*** Opening of STORED DATA ***
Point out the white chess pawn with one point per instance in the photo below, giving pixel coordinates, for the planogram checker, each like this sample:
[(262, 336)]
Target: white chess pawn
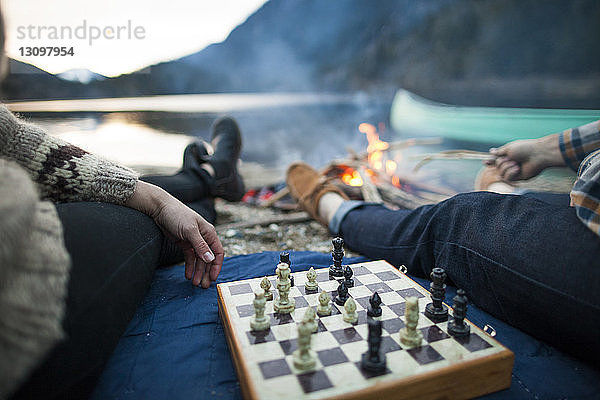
[(260, 322), (310, 318), (324, 307), (284, 305), (265, 284), (409, 335), (304, 357), (349, 314), (311, 283)]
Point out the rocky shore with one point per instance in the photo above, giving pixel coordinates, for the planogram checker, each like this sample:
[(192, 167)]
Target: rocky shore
[(306, 235)]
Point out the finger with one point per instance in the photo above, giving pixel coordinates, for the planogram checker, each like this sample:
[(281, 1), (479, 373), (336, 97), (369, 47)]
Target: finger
[(513, 173), (206, 276), (506, 166), (501, 151), (499, 161), (190, 260), (200, 246), (198, 272), (210, 235), (216, 266)]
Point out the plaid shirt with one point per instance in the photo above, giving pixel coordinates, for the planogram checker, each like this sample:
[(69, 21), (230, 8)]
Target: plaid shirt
[(580, 147)]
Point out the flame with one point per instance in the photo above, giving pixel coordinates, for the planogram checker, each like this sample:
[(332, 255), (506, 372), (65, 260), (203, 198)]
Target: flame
[(390, 167), (352, 177), (376, 146)]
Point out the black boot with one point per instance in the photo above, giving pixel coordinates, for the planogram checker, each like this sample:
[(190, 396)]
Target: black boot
[(227, 144)]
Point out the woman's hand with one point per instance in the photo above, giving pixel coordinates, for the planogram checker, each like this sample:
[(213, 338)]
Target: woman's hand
[(524, 159), (202, 250)]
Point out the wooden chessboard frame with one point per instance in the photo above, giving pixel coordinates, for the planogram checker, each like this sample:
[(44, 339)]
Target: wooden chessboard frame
[(463, 380)]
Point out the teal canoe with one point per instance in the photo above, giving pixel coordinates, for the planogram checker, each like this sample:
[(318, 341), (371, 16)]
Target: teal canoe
[(413, 115)]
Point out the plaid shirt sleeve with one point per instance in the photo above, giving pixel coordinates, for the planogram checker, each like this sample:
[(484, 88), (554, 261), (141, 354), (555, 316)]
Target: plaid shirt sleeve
[(580, 148), (577, 143)]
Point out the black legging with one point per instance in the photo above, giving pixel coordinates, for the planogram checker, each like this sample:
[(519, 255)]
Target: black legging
[(114, 251)]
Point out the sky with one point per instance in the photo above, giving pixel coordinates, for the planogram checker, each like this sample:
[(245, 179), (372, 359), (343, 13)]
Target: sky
[(112, 37)]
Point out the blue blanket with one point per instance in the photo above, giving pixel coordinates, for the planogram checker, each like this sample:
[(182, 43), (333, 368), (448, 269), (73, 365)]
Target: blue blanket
[(175, 346)]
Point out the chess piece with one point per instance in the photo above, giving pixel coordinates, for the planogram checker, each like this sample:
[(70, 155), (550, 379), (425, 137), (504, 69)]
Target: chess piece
[(457, 326), (437, 310), (304, 358), (260, 322), (311, 280), (348, 276), (310, 318), (335, 269), (265, 284), (324, 307), (284, 257), (349, 314), (284, 305), (374, 309), (409, 335), (372, 360), (342, 294)]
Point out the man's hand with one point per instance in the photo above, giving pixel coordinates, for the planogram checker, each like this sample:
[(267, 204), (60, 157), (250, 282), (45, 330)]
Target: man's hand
[(524, 159), (202, 250)]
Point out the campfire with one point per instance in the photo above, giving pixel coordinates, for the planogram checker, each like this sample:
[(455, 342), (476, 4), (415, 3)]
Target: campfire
[(373, 175)]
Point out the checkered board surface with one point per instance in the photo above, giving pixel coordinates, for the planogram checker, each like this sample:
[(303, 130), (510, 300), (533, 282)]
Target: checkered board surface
[(264, 359)]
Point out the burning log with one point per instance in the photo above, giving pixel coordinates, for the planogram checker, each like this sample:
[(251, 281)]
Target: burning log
[(368, 189)]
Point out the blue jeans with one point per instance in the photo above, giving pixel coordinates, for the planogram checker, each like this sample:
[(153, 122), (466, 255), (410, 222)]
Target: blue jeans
[(526, 259)]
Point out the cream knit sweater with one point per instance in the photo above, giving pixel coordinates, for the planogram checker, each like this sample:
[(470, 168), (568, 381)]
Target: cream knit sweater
[(34, 264)]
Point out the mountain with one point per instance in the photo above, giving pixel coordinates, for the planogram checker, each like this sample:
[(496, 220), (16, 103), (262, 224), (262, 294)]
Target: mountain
[(81, 75), (496, 52)]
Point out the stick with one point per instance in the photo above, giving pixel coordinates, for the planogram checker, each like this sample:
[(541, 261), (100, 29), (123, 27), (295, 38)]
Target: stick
[(401, 144), (277, 219), (450, 155), (276, 197)]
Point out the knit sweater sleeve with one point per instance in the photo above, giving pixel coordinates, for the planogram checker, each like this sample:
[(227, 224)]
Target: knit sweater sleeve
[(63, 172)]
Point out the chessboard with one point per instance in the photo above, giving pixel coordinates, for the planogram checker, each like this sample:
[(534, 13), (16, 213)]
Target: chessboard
[(443, 366)]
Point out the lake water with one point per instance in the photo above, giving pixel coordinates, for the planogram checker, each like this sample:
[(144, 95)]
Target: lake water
[(150, 133)]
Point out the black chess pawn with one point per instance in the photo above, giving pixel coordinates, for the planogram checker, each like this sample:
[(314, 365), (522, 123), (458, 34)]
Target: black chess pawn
[(284, 257), (342, 294), (374, 309), (437, 310), (372, 360), (337, 254), (348, 276), (457, 326)]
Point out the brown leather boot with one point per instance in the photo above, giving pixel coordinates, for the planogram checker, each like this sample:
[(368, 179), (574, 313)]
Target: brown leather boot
[(307, 186)]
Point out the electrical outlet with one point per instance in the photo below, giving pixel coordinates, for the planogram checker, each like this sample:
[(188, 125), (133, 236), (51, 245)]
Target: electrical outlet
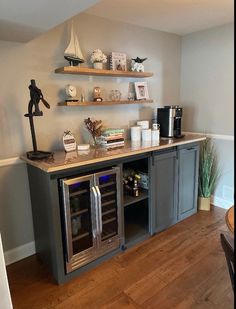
[(228, 193)]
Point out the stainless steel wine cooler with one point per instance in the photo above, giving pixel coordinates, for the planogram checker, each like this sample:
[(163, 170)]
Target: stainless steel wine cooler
[(92, 214)]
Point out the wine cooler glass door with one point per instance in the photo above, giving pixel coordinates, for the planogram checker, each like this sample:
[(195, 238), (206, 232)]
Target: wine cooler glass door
[(107, 185), (80, 198)]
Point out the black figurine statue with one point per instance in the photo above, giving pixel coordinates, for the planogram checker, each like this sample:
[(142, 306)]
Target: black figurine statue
[(35, 97)]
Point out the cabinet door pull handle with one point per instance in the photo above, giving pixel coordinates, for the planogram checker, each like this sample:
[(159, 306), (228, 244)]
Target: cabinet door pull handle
[(96, 210), (99, 208)]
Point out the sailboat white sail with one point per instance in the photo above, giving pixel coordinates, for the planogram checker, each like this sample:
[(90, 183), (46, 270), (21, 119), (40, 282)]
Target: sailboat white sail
[(73, 52)]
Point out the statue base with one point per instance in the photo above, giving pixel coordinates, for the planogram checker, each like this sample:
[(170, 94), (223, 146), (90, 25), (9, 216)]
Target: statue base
[(39, 155)]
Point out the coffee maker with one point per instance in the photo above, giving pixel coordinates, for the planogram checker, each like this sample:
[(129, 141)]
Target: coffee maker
[(169, 119)]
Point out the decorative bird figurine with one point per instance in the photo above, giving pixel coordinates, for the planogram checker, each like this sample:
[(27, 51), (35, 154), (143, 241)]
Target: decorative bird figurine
[(139, 60)]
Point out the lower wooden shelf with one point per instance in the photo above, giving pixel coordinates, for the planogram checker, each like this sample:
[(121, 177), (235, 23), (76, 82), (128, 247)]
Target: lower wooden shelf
[(90, 103)]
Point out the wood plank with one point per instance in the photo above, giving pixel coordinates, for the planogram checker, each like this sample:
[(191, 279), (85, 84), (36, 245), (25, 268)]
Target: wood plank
[(104, 103), (96, 72), (229, 218), (182, 267)]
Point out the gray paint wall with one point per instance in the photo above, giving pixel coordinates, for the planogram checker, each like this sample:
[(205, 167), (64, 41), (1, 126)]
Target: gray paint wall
[(207, 95), (38, 60)]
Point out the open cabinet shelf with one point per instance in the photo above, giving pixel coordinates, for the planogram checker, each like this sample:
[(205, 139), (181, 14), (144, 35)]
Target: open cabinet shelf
[(96, 72)]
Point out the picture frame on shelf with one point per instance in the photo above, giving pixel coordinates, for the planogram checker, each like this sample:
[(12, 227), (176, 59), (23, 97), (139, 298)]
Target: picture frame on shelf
[(118, 61), (141, 90)]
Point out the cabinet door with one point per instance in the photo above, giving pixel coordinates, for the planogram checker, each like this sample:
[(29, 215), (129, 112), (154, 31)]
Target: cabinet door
[(79, 220), (107, 184), (188, 181), (164, 190)]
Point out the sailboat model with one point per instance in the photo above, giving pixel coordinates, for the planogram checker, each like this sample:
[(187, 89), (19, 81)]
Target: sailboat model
[(73, 52)]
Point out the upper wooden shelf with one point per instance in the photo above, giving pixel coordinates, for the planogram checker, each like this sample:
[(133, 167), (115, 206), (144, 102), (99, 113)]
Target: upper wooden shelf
*** Close of STORED DATA ***
** YOUR OBJECTIVE **
Pick every line from the listing holding the string "below", and copy it.

** SOLUTION FOR THIS PROBLEM **
Point out the white chess pawn with one point per instance in the photo below, giving pixel coordinates, for the planogram checker, each like this sample:
Point out the electrical outlet with one point per instance in the photo below, giving pixel coordinates, for the planogram checker, each like this sample:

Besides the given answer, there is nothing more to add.